§ QUOTED PASSAGE
════════════════════
Numbers can be integers or, with a decimal point or exponent suffix
(e.g. "1.0e10"), floating point. Integers can be expressed in decimal, octal
with a leading "0", or hexadecimal with a leading "0x".
In C99 and D [PDF], floating point numbers can also be hexadecimal. The
exponent suffix must then have a "p" rather than "e" and gives a power of
two expressed in decimal. This allows precise specification of floating
point numbers without any risk of conversion errors.
C11 and D also allow a "0b" prefix on integers to indicate a binary
representation (e.g. "0b101010") and D allows underscores to be sprinkled
though numbers to improve readability, so 1_000_000_000 is clearly the
same value as 1e9.
Neither Rust nor Go have included hexadecimal floats. While Rust
has included binary integers and the underscore spacing character, Go
has left these out.
Another subtlety is that while C, D, Go, and many other languages allow a
floating point number to start with a period (e.g. ".314159e1"), Rust does
not. All numbers in Rust must start with a digit. There does not
appear to be any syntactic ambiguity that would arise if a leading
period were permitted, so this is presumably due to personal preference
or accident.
In the language Virgil-III
this choice is much clearer. Virgil has a
fairly rich
"tuple" concept [PDF] which provides a useful shorthand for a
list of values. Members of a tuple can be accessed with a syntax
similar to structure field references, only with a number rather than
a name. So in:
var x:(int, int) = (3, 4);
var w:int = x.1;
The variable "w" is assigned the value "4" as it is element one of the
tuple "x".
════════════════════
[Dataset entries]
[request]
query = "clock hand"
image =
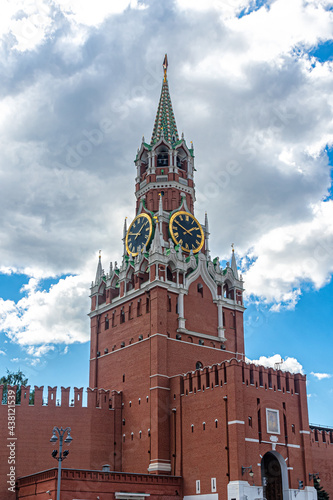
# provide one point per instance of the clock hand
(186, 230)
(139, 231)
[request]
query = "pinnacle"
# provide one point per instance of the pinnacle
(165, 122)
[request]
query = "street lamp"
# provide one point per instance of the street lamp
(314, 476)
(62, 454)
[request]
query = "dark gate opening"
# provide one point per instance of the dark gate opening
(272, 477)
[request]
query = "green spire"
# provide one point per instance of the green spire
(165, 122)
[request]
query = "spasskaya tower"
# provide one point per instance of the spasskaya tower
(169, 308)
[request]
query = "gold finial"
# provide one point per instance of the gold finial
(165, 66)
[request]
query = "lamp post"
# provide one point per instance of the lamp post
(62, 454)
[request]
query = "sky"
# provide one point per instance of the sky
(251, 85)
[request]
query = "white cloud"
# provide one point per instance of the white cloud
(321, 376)
(289, 364)
(43, 318)
(262, 115)
(288, 256)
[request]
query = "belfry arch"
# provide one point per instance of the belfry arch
(274, 476)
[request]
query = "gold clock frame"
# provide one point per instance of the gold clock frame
(145, 216)
(182, 212)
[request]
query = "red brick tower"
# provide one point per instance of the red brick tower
(169, 308)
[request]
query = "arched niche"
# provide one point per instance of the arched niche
(274, 475)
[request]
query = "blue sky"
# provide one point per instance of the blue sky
(251, 85)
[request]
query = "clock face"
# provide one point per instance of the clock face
(186, 231)
(138, 234)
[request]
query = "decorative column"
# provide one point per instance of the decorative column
(181, 319)
(220, 327)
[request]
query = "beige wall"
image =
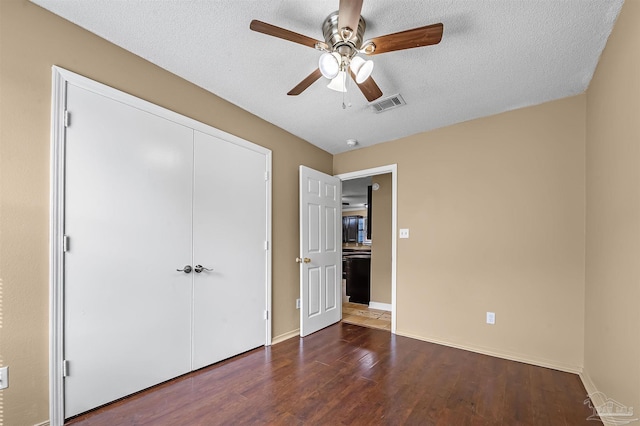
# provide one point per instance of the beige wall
════════════════════
§ TASK REQUIREMENTS
**a.** According to the passage on number syntax, what letter must the exponent suffix use when a floating point number is written in hexadecimal?
**b.** Carry on the passage about number syntax from where it stops.

§ RESULTS BY TASK
**a.** It must use "p" rather than "e".

**b.**
Supporting this syntax while also allowing ".1" to be a floating point
number would require the tokenizer to know when to report two tokens
("dot" and "int") and when it is just one ("float"). While possible, this
would be clumsy.
Many fractional numbers (e.g. 0.75) will start with a zero even in languages
which allow a leading period (.75). Unlike the case with integers,
the leading zero does not mean these number are interpreted in base eight.
For 0.75 this is unlikely to
cause confusion. For 0777.0 it might. Best practice for programmers
would be to avoid the unnecessary digit in these cases and it would be
nice if the language required that.
As well as prefixes, many languages allow suffixes on numbers with a
couple of different meanings. Those few languages which have
"complex" as a built-in type need a syntax for specifying "imaginary"
constants. Go, like D, uses an "i" suffix. Python uses "j".
Spreadsheets like LibreOffice localc or Microsoft Excel allow
either "i" or "j". It is a pity more languages don't take that approach.
Rust doesn't support native complex numbers, so it doesn't need to choose.
The other meaning of a suffix is to indicate the "size" of the value -
how many bytes are expected to be used to store it. C and D allow
u, l,
ll, or f for unsigned, long, long long, and float, with a few
combinations permitted.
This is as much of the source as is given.